*To do*
How many lines in the entries below contain the word "coordinates"? Reply with the number alone.

*Data section*

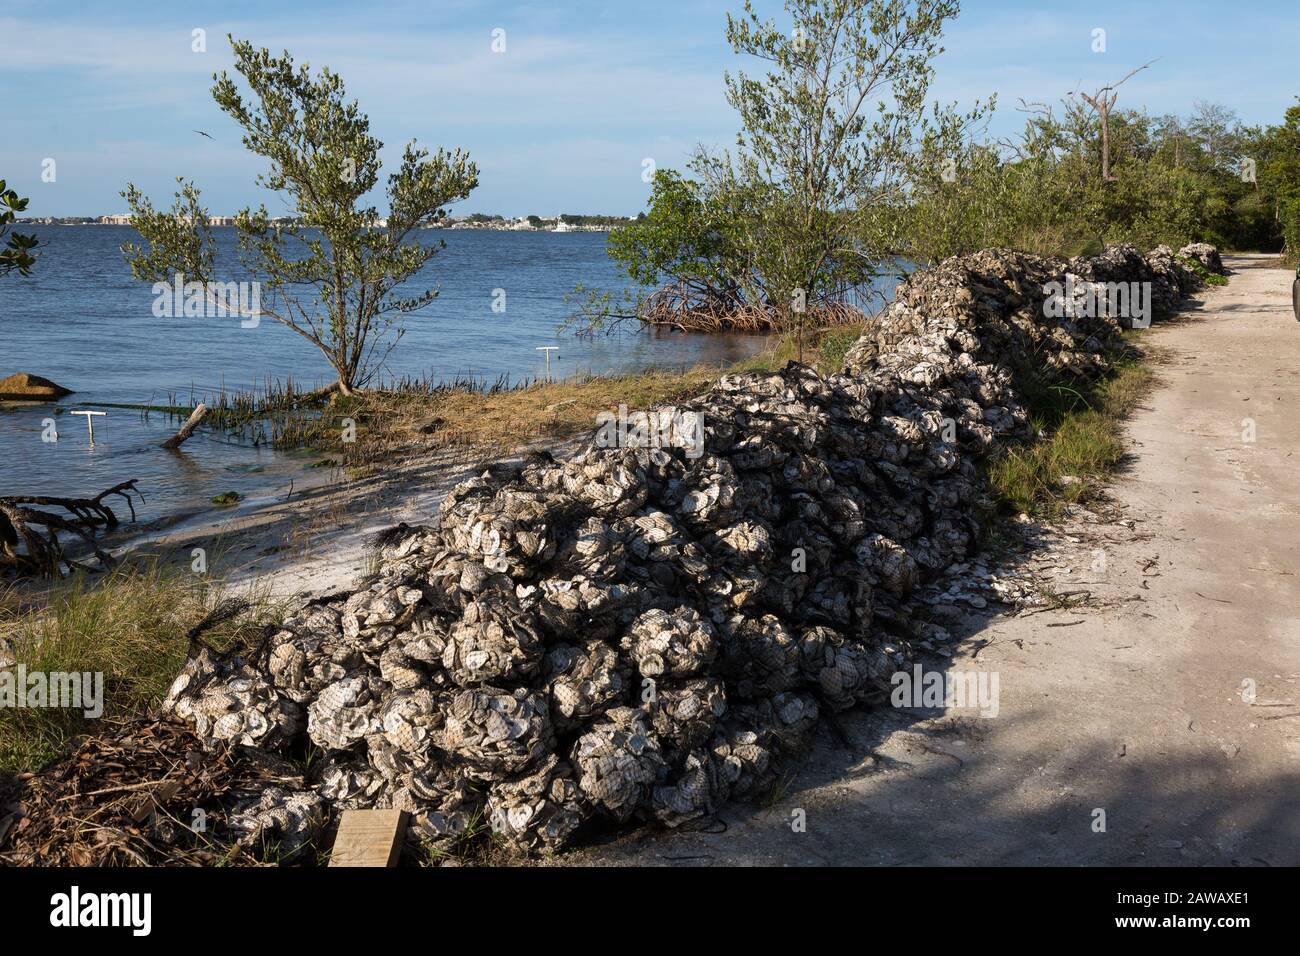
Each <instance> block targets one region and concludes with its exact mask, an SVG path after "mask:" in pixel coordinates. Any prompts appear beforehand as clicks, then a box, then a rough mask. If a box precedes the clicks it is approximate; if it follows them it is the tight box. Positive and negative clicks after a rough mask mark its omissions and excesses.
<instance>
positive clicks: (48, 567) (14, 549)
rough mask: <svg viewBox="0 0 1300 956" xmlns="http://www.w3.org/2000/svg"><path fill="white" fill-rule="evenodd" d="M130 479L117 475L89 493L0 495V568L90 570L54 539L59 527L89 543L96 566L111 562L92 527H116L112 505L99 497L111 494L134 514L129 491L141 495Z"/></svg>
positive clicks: (89, 569) (54, 571)
mask: <svg viewBox="0 0 1300 956" xmlns="http://www.w3.org/2000/svg"><path fill="white" fill-rule="evenodd" d="M135 481H136V479H131V480H130V481H122V483H121V484H118V485H113V486H112V488H108V489H105V490H103V492H100V493H99V494H96V496H95V497H94V498H55V497H49V496H43V494H16V496H9V497H4V498H0V572H13V574H14V575H19V576H23V575H32V576H38V578H57V576H59V575H60V574H61V572H62V568H64V567H66V570H69V571H72V570H74V568H81V570H87V571H88V570H92V568H90V567H88V566H86V564H82V563H81V562H77V561H73V559H72V558H69V557H68V554H66V551H65V550H64V544H62V541H60V540H59V535H60V532H62V533H68V535H75V536H77V537H79V538H81V540H82V541H85V542H86V544H87V545H90V548H91V550H92V551H94V553H95V557H96V558H98V559H99V562H100V564H101V566H104V567H112V566H113V563H114V561H113V557H112V555H110V554H108V553H107V551H104V550H103V549H101V548H100V546H99V544H98V542H96V541H95V529H96V528H99V527H104V528H116V527H117V525H118V524H120V522H118V519H117V515H116V514H113V509H112V507H109V506H108V505H107V503H105V499H107V498H110V497H113V496H117V497H120V498H122V499H123V501H125V502H126V506H127V509H130V511H131V520H135V502H134V501H133V499H131V494H138V496H139V497H140V501H142V502H143V501H144V496H143V494H142V493H140V490H139V489H138V488H136V486H135ZM38 507H56V509H62V510H64V511H66V512H68V514H69V515H70V516H65V515H59V514H55V512H52V511H39V510H36V509H38ZM19 546H21V548H22V550H19Z"/></svg>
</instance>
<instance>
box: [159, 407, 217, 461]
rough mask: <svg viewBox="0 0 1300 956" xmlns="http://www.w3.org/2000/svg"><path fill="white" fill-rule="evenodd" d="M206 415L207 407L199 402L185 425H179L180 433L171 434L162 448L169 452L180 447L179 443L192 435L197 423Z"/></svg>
mask: <svg viewBox="0 0 1300 956" xmlns="http://www.w3.org/2000/svg"><path fill="white" fill-rule="evenodd" d="M207 414H208V406H205V405H204V403H203V402H199V405H198V407H196V408H195V410H194V411H192V412H190V418H187V419H186V420H185V424H183V425H181V431H179V432H177V433H175V434H173V436H172V437H170V438H168V440H166V441H165V442H162V447H165V449H169V450H170V449H178V447H181V442H183V441H185V440H186V438H188V437H190V436H191V434H194V429H195V428H198V427H199V423H200V421H203V416H204V415H207Z"/></svg>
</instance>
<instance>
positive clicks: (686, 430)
mask: <svg viewBox="0 0 1300 956" xmlns="http://www.w3.org/2000/svg"><path fill="white" fill-rule="evenodd" d="M595 423H597V425H598V431H597V433H595V445H597V447H602V449H668V447H680V449H685V450H686V458H699V457H701V455H702V454H705V416H703V414H702V412H698V411H686V410H681V408H671V407H669V408H659V410H655V411H636V412H630V414H629V412H628V406H625V405H620V406H619V412H617V415H615V414H614V412H612V411H602V412H601V414H599V415H597V416H595Z"/></svg>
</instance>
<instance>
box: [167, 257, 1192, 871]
mask: <svg viewBox="0 0 1300 956" xmlns="http://www.w3.org/2000/svg"><path fill="white" fill-rule="evenodd" d="M1067 274H1070V276H1075V277H1078V278H1079V280H1080V281H1092V282H1131V281H1143V282H1151V284H1152V303H1153V307H1154V308H1153V311H1154V313H1156V316H1157V317H1160V316H1162V315H1166V313H1167V312H1169V311H1170V310H1173V308H1174V307H1177V303H1178V302H1179V299H1180V297H1182V295H1183V294H1186V291H1187V290H1191V289H1195V287H1196V286H1197V285H1199V282H1200V280H1199V278H1197V276H1196V274H1195V273H1193V272H1192V271H1191V269H1188V268H1187V267H1186V265H1184V264H1182V263H1179V260H1178V259H1177V256H1174V254H1173V252H1171V251H1169V250H1167V248H1164V247H1162V248H1160V250H1153V251H1152V254H1151V255H1149V256H1143V255H1141V254H1139V252H1138V250H1135V248H1134V247H1131V246H1113V247H1109V248H1108V250H1106V251H1105V252H1104V254H1102V255H1101V256H1096V258H1092V259H1075V260H1071V261H1070V263H1065V261H1061V260H1056V259H1044V258H1041V256H1034V255H1027V254H1022V252H1013V251H1006V250H984V251H980V252H976V254H974V255H969V256H961V258H954V259H948V260H945V261H944V263H940V264H939V265H937V267H935V268H932V269H927V271H923V272H918V273H914V274H913V276H911V277H910V278H909V280H907V281H906V282H905V284H904V285H902V286H901V287H900V290H898V293H897V295H896V298H894V302H893V303H892V304H891V306H888V307H887V308H885V310H884V311H883V312H881V313H880V316H879V317H878V319H876V320H875V321H872V323H871V324H870V326H868V328H870V330H868V333H867V334H866V336H863V337H862V338H861V339H859V341H858V342H857V343H855V345H854V346H853V347H852V349H850V350H849V351H848V354H846V356H845V362H844V367H842V369H841V371H840V372H839V373H836V375H831V376H826V377H823V376H820V375H818V373H816V372H815V371H814V369H811V368H807V367H803V365H798V364H794V363H790V364H789V365H788V367H787V368H784V369H781V371H779V372H754V373H735V375H727V376H723V377H722V380H720V381H719V382H718V384H716V385H715V386H714V388H712V389H711V390H710V392H708V393H707V394H705V395H702V397H699V398H697V399H694V401H692V402H689V403H686V405H684V406H681V407H676V408H672V410H671V411H672V412H673V414H672V415H671V416H668V418H669V419H671V420H673V421H679V420H680V421H684V420H690V421H694V423H698V424H702V434H703V445H702V446H698V445H693V446H692V447H689V449H688V447H685V446H682V445H680V444H675V442H666V444H662V445H660V446H658V447H656V446H653V445H651V446H646V444H645V442H638V444H637V446H621V447H608V446H606V444H602V442H598V441H597V436H595V434H593V440H591V441H590V442H589V444H588V445H586V446H585V447H584V449H582V450H581V451H578V453H577V454H573V455H571V457H568V458H564V459H554V458H551V457H550V455H537V457H533V458H529V459H526V460H524V462H523V463H521V464H519V466H511V467H490V468H487V470H486V471H484V472H482V473H481V475H478V476H477V477H473V479H471V480H468V481H464V483H461V484H460V485H458V486H456V488H454V489H452V490H451V492H450V493H448V494H447V496H446V498H445V499H443V501H442V503H441V506H439V509H438V515H435V516H430V518H432V519H434V520H430V523H429V525H428V527H412V528H402V529H399V531H398V532H396V533H394V535H390V536H386V544H385V545H383V546H382V550H381V567H380V574H378V578H377V579H376V580H372V581H369V583H367V584H365V585H364V587H361V588H360V589H359V591H356V592H354V593H351V594H335V596H330V597H326V598H320V600H317V601H313V602H309V604H307V605H302V606H299V607H296V609H295V610H294V611H292V613H291V614H290V617H289V618H287V619H286V620H285V622H283V624H282V626H281V627H279V628H278V630H273V632H272V633H270V635H269V637H268V639H266V641H265V643H264V644H263V645H260V648H259V649H257V652H256V654H255V656H252V657H253V659H250V661H239V659H237V658H234V659H229V661H226V659H221V661H217V659H214V658H211V657H204V653H203V652H200V653H199V656H198V657H196V658H194V659H191V662H188V663H187V665H186V670H185V671H183V672H182V675H181V678H178V680H177V683H175V684H173V687H172V692H170V693H169V696H168V701H166V706H168V708H169V709H170V710H173V711H174V713H175V714H178V715H181V717H183V718H186V719H187V721H190V722H192V723H194V726H195V728H196V731H198V734H199V736H200V737H203V739H204V740H205V741H208V743H209V744H213V745H218V744H224V743H226V741H229V743H238V744H243V745H248V747H256V748H264V749H268V750H279V752H287V750H290V749H292V748H300V747H304V745H305V744H307V743H308V741H309V743H311V744H313V745H315V747H316V749H317V750H320V754H321V762H320V765H318V766H320V771H318V774H317V775H316V777H315V778H313V780H312V782H311V790H309V792H308V793H309V797H316V799H320V800H322V801H324V806H325V810H326V812H334V810H338V809H346V808H354V806H355V808H380V809H390V808H391V809H403V810H407V812H409V813H411V814H412V818H413V822H415V827H416V830H417V831H419V832H421V834H422V835H424V836H426V838H429V839H433V840H445V839H446V840H450V839H456V838H459V836H460V835H464V834H465V832H467V830H468V826H469V821H472V819H476V818H486V819H489V821H491V826H493V830H494V832H495V835H497V836H498V838H499V839H502V840H504V842H506V843H508V844H510V845H513V847H516V848H519V849H521V851H525V852H550V851H552V849H556V848H559V847H563V845H564V844H565V843H567V842H569V840H572V839H575V838H576V835H577V834H580V832H582V830H584V825H585V823H586V822H588V821H601V819H603V821H604V822H606V825H608V823H610V822H614V823H620V825H621V823H632V822H636V821H651V819H655V821H659V822H663V823H666V825H669V826H676V825H679V823H682V822H685V821H689V819H694V818H698V817H701V816H703V814H708V813H712V812H715V810H716V809H718V808H719V806H720V805H722V804H724V803H725V801H727V800H740V799H754V797H762V796H764V795H766V792H767V790H768V788H771V786H772V784H774V782H775V780H776V779H777V773H779V761H781V760H787V758H789V756H790V754H794V753H798V752H800V750H801V748H802V747H805V745H806V744H807V741H809V739H810V735H811V734H813V730H814V727H815V726H816V722H818V719H819V715H820V714H823V713H833V711H837V710H844V709H846V708H850V706H854V705H861V704H865V702H868V701H872V700H881V698H884V697H887V696H888V693H889V691H891V688H892V684H891V676H892V674H893V672H896V671H898V670H900V669H904V667H906V666H907V665H909V662H910V661H911V658H913V648H911V645H910V641H909V637H907V636H909V635H911V636H914V637H915V639H917V640H926V639H930V640H948V637H949V635H948V632H946V631H945V630H944V627H943V626H941V624H936V623H930V622H931V620H936V622H949V620H952V622H959V620H961V619H962V618H963V617H965V614H966V613H967V609H970V607H975V609H979V607H985V606H987V598H985V597H984V594H988V596H991V597H992V596H995V594H1002V596H1004V600H1005V594H1008V593H1015V587H1014V585H1005V584H1001V583H996V584H993V585H992V587H991V585H989V584H988V583H987V578H988V574H987V571H984V570H983V568H978V570H974V571H972V567H971V558H972V555H974V554H975V550H976V544H978V542H976V537H975V535H976V529H978V523H976V515H978V512H979V510H980V507H982V503H983V502H985V499H987V489H985V486H984V484H983V480H982V477H980V475H982V466H983V464H984V463H985V459H987V458H988V455H991V454H993V453H996V451H997V450H998V447H1000V445H1002V444H1006V442H1017V441H1027V440H1031V438H1034V437H1035V436H1034V433H1032V429H1031V425H1030V416H1028V411H1027V408H1026V407H1024V403H1023V401H1022V398H1021V395H1022V386H1023V385H1024V384H1026V380H1024V378H1022V377H1021V376H1026V375H1028V376H1032V377H1034V378H1035V380H1036V384H1039V385H1040V386H1041V384H1043V382H1061V384H1062V385H1069V384H1070V382H1074V384H1075V385H1078V384H1083V382H1087V381H1089V380H1092V378H1096V377H1097V376H1101V375H1105V373H1106V372H1108V371H1109V368H1110V365H1109V360H1108V358H1106V355H1108V350H1109V349H1112V347H1114V346H1117V345H1118V343H1119V342H1121V329H1122V326H1121V321H1119V319H1118V317H1114V316H1109V315H1099V316H1078V317H1052V316H1050V315H1049V311H1050V310H1048V308H1047V303H1048V298H1049V295H1050V293H1049V287H1050V286H1052V284H1057V282H1063V281H1065V280H1066V277H1067ZM688 450H689V451H690V453H692V454H688ZM697 453H698V454H697ZM1023 520H1028V519H1027V518H1026V519H1023ZM953 568H957V570H959V574H962V578H959V579H957V585H956V587H950V588H948V589H946V593H945V592H944V588H945V587H948V583H950V581H952V579H949V581H945V584H944V585H941V587H935V585H936V583H937V581H940V580H941V579H943V578H944V574H945V572H946V571H949V570H953ZM974 592H980V593H974ZM949 653H950V652H949ZM283 805H285V800H283V799H282V797H281V796H279V795H276V797H274V799H273V800H270V805H269V806H263V808H259V810H257V812H259V813H260V814H261V816H260V817H256V818H250V823H248V829H250V831H256V830H259V829H260V827H263V826H264V823H263V818H264V817H265V818H266V819H269V816H270V814H273V816H274V817H276V819H274V821H272V823H273V829H274V827H278V830H277V832H278V834H281V835H282V836H285V834H283V831H285V830H286V829H292V827H298V829H300V830H305V829H309V827H311V826H315V825H316V821H315V814H313V812H312V810H313V808H315V806H316V804H315V803H313V801H312V800H311V799H308V797H304V799H303V801H300V803H299V804H294V808H295V809H294V810H292V813H285V812H282V810H281V808H282V806H283ZM268 826H270V825H268ZM286 839H287V838H286Z"/></svg>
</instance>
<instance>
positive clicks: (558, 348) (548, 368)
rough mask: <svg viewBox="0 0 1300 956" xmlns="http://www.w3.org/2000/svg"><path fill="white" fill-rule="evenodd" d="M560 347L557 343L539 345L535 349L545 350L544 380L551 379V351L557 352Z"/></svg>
mask: <svg viewBox="0 0 1300 956" xmlns="http://www.w3.org/2000/svg"><path fill="white" fill-rule="evenodd" d="M559 350H560V347H559V346H558V345H539V346H537V351H539V352H546V381H550V380H551V352H558V351H559Z"/></svg>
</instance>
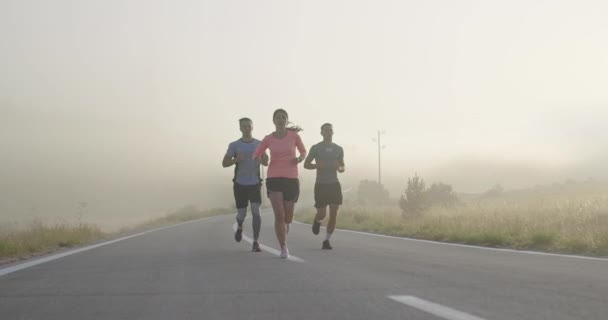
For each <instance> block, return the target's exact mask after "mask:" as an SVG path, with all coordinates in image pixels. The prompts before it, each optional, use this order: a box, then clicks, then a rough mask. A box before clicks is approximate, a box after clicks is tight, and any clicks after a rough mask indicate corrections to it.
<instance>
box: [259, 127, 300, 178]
mask: <svg viewBox="0 0 608 320" xmlns="http://www.w3.org/2000/svg"><path fill="white" fill-rule="evenodd" d="M267 148H268V149H270V157H271V158H270V165H269V166H268V178H294V179H297V178H298V163H299V160H298V162H296V161H295V160H294V159H296V158H297V157H296V148H297V149H298V152H299V153H300V155H302V156H303V157H305V156H306V148H305V147H304V144H303V143H302V139H301V138H300V135H299V134H297V133H296V132H295V131H291V130H287V135H286V136H284V137H282V138H277V137H275V135H274V134H273V133H271V134H269V135H267V136H266V137H264V139H263V140H262V142H260V144H259V146H258V148H257V149H256V151H255V153H254V154H253V158H254V159H256V158H259V157H260V156H261V155H262V154H264V151H265V150H266V149H267Z"/></svg>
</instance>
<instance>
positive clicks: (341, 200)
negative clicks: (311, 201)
mask: <svg viewBox="0 0 608 320" xmlns="http://www.w3.org/2000/svg"><path fill="white" fill-rule="evenodd" d="M330 204H333V205H341V204H342V187H341V186H340V182H335V183H317V184H315V208H323V207H325V206H327V205H330Z"/></svg>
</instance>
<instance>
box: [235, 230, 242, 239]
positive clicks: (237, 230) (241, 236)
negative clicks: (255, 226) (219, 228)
mask: <svg viewBox="0 0 608 320" xmlns="http://www.w3.org/2000/svg"><path fill="white" fill-rule="evenodd" d="M241 239H243V228H238V229H236V232H235V233H234V240H236V242H241Z"/></svg>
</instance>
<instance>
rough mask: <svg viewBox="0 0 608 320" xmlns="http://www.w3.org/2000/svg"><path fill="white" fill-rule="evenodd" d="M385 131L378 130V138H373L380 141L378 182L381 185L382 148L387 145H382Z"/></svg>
mask: <svg viewBox="0 0 608 320" xmlns="http://www.w3.org/2000/svg"><path fill="white" fill-rule="evenodd" d="M385 133H386V132H385V131H380V130H378V138H374V139H372V140H374V141H376V142H377V143H378V184H380V185H382V149H384V147H385V146H383V145H382V142H381V138H380V136H381V135H383V134H385Z"/></svg>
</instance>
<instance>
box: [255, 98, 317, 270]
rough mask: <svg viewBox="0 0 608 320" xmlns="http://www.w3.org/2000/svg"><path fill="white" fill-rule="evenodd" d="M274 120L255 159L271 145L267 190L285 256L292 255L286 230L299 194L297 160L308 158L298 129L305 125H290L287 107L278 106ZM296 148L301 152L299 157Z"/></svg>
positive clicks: (261, 144) (262, 142) (288, 256)
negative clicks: (287, 243)
mask: <svg viewBox="0 0 608 320" xmlns="http://www.w3.org/2000/svg"><path fill="white" fill-rule="evenodd" d="M272 120H273V122H274V125H275V127H276V130H275V131H274V132H273V133H271V134H269V135H267V136H266V137H264V139H263V140H262V142H261V143H260V145H259V146H258V148H257V149H256V150H255V152H254V153H253V159H258V158H260V157H261V156H262V154H264V152H265V151H266V149H270V164H269V165H268V178H267V179H266V190H267V192H268V198H270V203H271V204H272V210H273V211H274V231H275V233H276V234H277V240H278V241H279V245H280V246H281V258H284V259H286V258H288V257H289V250H288V249H287V244H286V242H287V241H286V240H287V239H286V238H287V233H288V232H289V224H290V223H291V221H292V220H293V211H294V206H295V203H296V202H297V201H298V197H299V195H300V182H299V180H298V164H299V163H300V162H302V161H303V160H304V159H305V158H306V148H305V147H304V144H303V143H302V139H301V138H300V135H299V134H298V133H297V132H298V131H301V130H302V129H301V128H299V127H297V126H295V127H289V128H288V127H287V124H288V115H287V111H285V110H283V109H277V110H275V112H274V114H273V115H272ZM296 149H298V152H299V154H300V155H299V156H298V157H296Z"/></svg>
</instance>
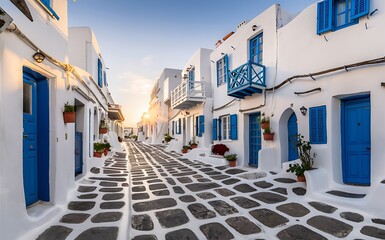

*Solved exercise*
2